▶ [What to produce]: Check every line below for the string "point". Copy the ones that have it.

Natural-language object grounding data:
■ ■ ■ ■ ■

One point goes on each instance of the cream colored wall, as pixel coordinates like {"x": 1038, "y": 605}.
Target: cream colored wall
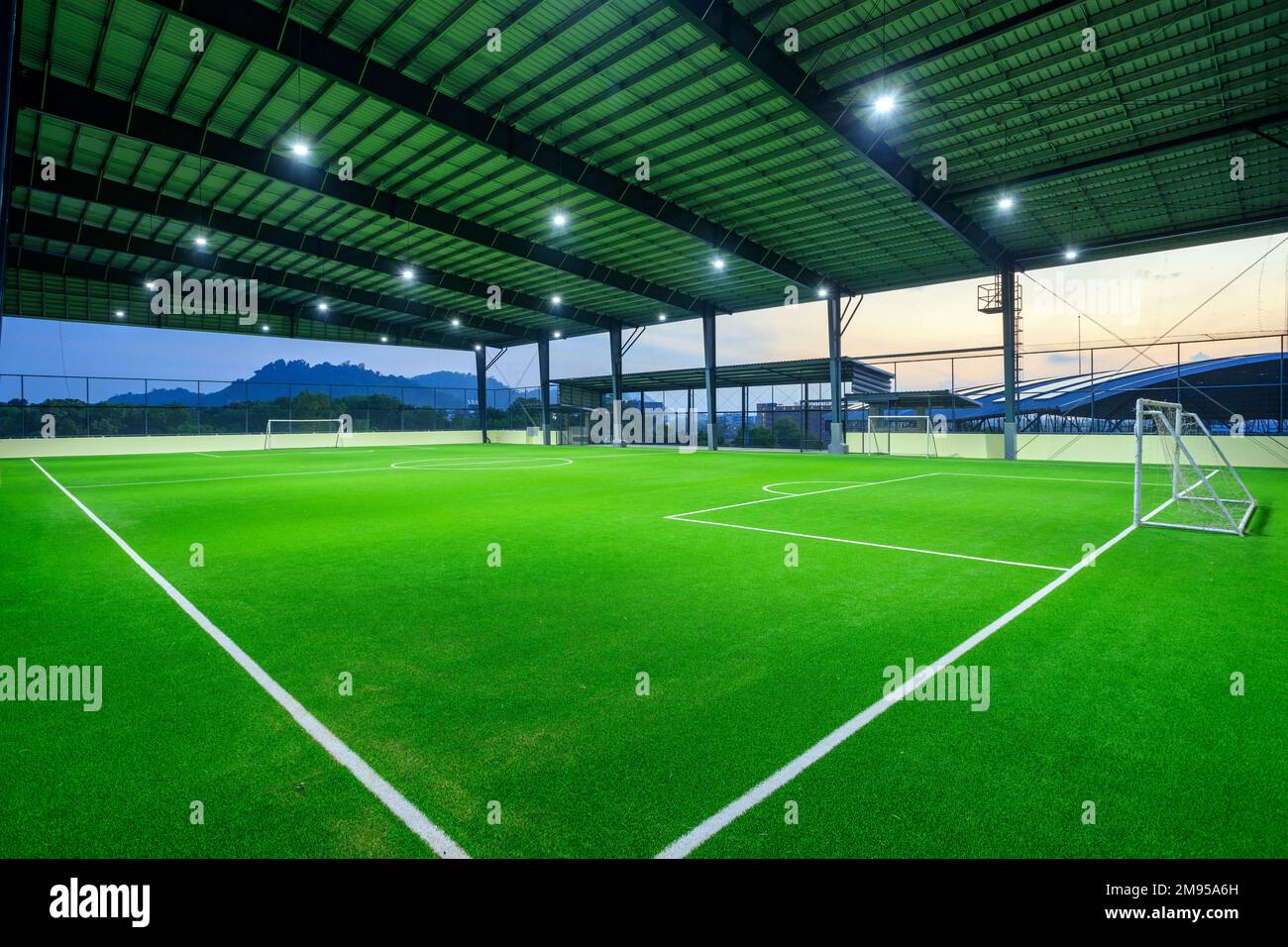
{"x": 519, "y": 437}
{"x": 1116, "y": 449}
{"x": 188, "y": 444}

■ ■ ■ ■ ■

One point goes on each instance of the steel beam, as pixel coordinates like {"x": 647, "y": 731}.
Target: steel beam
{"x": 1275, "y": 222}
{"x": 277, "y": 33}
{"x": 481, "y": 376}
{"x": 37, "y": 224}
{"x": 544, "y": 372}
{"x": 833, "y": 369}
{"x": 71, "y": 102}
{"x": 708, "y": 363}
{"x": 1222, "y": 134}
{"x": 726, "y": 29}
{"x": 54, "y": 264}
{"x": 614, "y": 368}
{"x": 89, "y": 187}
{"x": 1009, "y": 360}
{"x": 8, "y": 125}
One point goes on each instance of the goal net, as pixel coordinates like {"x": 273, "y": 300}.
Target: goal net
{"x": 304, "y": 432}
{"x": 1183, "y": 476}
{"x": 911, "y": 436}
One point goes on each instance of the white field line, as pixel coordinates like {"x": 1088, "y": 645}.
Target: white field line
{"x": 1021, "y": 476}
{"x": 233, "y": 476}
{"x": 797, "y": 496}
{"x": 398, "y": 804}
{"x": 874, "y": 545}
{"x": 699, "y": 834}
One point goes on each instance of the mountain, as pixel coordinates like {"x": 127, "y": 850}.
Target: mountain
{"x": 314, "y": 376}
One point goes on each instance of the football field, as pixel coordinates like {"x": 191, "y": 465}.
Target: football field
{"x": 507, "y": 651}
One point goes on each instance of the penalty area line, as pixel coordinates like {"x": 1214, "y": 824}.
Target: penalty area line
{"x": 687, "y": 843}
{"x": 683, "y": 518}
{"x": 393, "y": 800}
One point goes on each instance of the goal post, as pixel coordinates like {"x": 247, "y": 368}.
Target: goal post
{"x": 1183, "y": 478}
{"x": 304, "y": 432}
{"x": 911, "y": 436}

■ ■ ■ ■ ■

▶ [Written answer]:
One point goes on each instance of the cream colored wall, as pixel coordinates like {"x": 1038, "y": 605}.
One point goes on each instance of the steel beam, as pixel coordinates like {"x": 647, "y": 731}.
One point goes on each instance of the goal net, as pixel coordinates like {"x": 273, "y": 300}.
One point goes on each instance of the white field line, as pixel coordinates like {"x": 1088, "y": 645}.
One point goes on each instance of the mountain, as pixel coordinates like {"x": 127, "y": 850}.
One point goes on each instance of the football field, as pixel coordinates like {"x": 191, "y": 465}.
One point goes on each instance of the penalty area line, as pixel coordinates like {"x": 1214, "y": 824}.
One point goes on each instance of the goal post, as pixel coordinates like {"x": 247, "y": 368}.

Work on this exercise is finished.